[Items taken from a dataset]
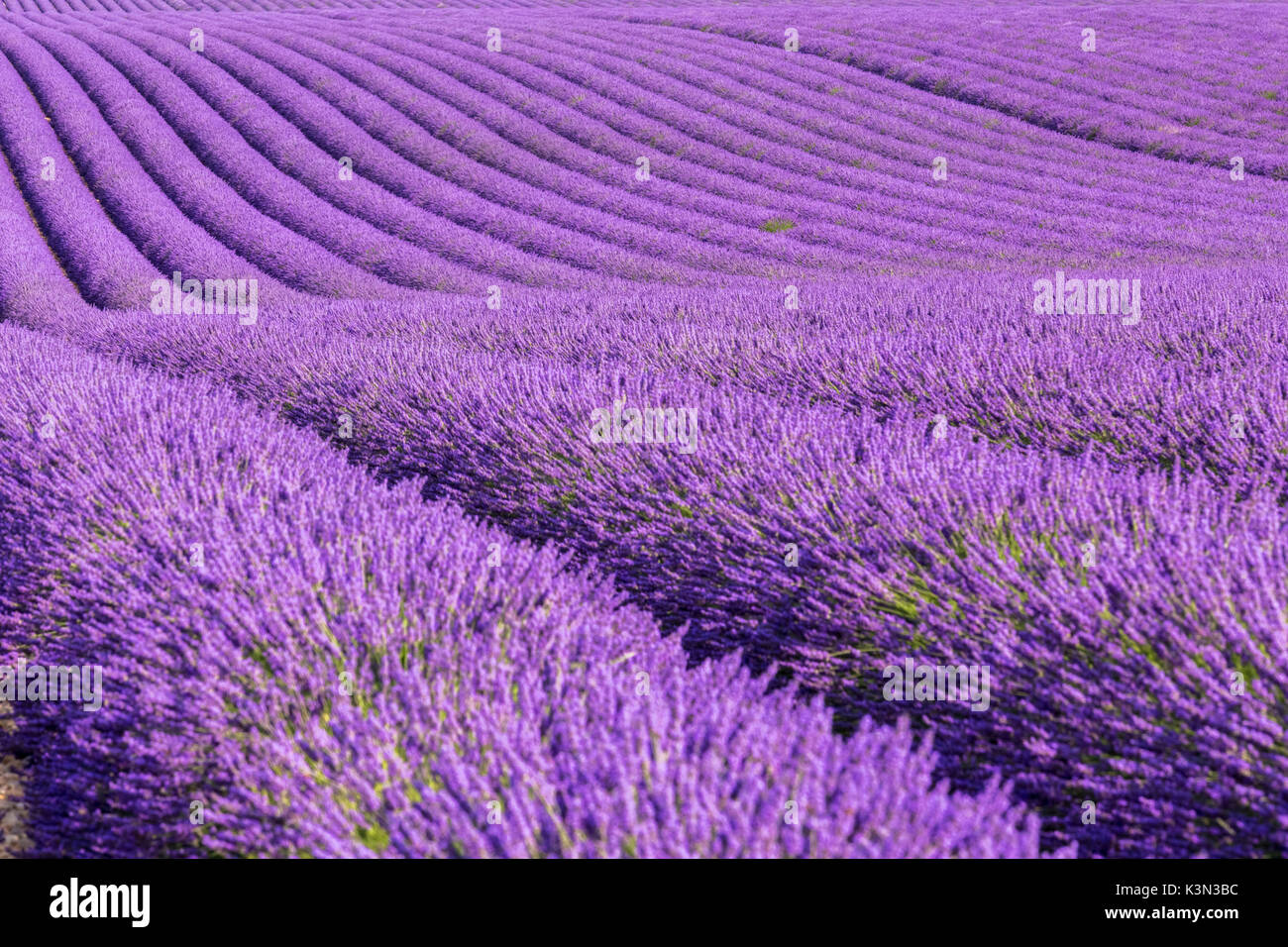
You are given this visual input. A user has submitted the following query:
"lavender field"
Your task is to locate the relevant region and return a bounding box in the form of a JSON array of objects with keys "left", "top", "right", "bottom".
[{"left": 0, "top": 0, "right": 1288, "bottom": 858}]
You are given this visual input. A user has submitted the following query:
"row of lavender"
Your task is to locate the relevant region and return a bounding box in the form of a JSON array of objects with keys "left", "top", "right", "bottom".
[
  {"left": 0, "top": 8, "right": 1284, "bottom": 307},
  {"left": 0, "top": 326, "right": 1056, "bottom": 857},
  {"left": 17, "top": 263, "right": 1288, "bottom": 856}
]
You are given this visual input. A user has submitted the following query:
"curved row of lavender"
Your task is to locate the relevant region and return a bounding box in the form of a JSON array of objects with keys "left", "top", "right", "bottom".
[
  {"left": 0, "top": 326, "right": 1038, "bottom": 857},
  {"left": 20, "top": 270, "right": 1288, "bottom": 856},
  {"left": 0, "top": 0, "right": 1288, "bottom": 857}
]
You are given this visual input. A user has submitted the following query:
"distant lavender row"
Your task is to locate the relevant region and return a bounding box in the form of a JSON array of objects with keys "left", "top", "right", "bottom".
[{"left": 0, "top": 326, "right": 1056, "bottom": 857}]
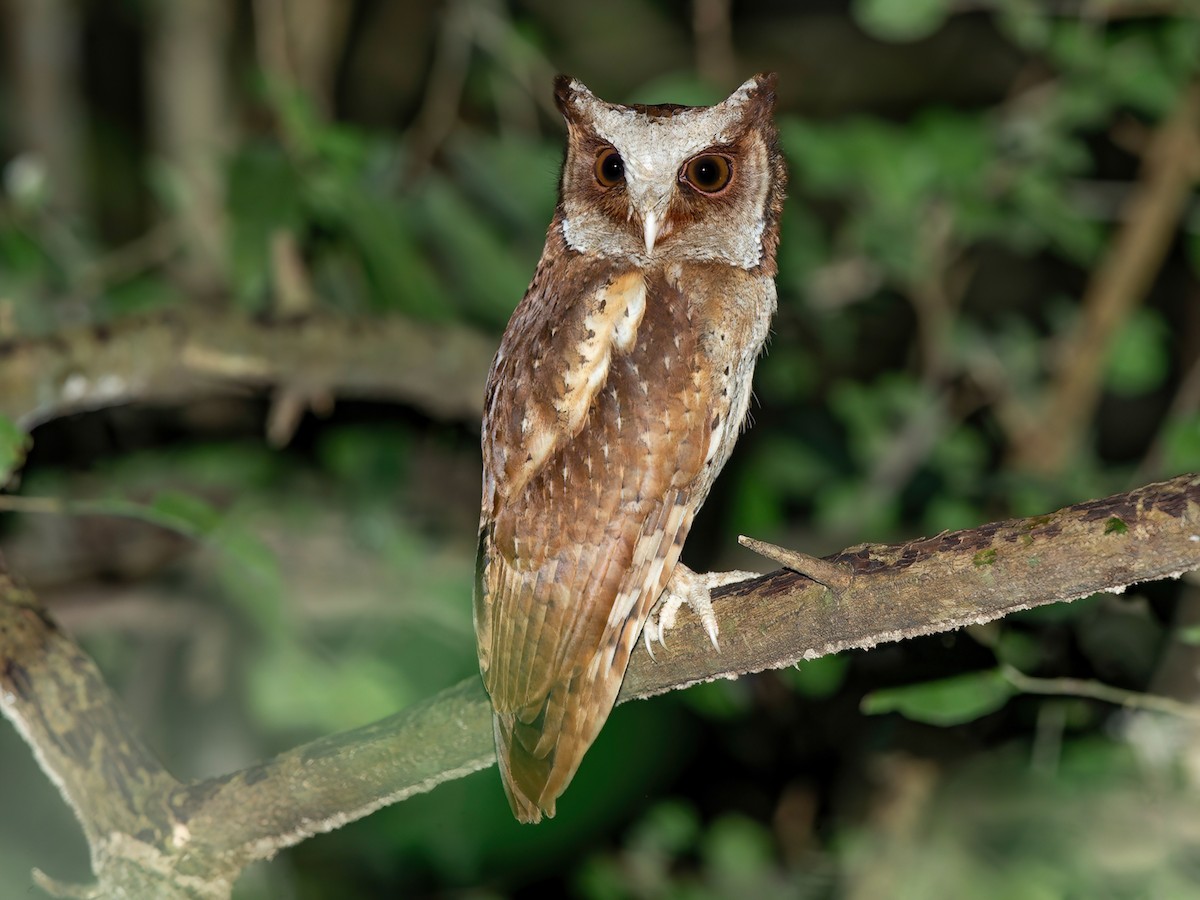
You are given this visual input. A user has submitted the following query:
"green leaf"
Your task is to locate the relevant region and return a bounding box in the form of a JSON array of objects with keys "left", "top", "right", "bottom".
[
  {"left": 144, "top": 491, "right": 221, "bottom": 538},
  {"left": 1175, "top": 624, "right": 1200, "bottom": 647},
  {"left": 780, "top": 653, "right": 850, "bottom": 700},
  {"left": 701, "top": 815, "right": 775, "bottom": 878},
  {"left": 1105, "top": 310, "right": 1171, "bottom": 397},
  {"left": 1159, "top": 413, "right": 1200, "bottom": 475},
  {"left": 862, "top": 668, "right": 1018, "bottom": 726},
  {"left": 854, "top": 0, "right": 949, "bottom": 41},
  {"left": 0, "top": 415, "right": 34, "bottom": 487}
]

---

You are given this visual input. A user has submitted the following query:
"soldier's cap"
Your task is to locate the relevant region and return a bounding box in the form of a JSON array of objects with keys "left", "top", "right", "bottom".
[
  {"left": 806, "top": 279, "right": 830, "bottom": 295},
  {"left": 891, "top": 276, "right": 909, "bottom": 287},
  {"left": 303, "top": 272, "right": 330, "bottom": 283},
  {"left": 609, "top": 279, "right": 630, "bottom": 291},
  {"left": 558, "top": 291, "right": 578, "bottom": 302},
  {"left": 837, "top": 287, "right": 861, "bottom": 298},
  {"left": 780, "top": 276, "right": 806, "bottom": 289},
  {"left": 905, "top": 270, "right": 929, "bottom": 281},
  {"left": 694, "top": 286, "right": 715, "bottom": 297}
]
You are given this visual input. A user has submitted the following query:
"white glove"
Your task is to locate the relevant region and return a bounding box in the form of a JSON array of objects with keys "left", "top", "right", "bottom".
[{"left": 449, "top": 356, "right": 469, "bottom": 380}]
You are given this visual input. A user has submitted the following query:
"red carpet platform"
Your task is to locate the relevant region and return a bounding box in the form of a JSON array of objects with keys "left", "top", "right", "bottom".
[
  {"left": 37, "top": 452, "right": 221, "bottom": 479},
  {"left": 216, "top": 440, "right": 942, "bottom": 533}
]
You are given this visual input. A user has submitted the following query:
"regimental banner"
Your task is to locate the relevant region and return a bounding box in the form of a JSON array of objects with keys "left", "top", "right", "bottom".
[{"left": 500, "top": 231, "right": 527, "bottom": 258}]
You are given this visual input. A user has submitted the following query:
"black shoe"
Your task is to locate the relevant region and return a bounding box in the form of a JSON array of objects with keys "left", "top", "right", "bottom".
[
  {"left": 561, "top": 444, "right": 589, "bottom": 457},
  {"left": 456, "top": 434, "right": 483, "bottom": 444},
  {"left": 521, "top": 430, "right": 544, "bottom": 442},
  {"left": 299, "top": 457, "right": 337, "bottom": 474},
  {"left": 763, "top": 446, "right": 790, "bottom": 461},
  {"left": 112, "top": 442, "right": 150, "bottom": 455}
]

[Exercise instructions] How many lines of the records above contain the string "lavender", matching case exactly? Reply with the number alone.

[The output] 4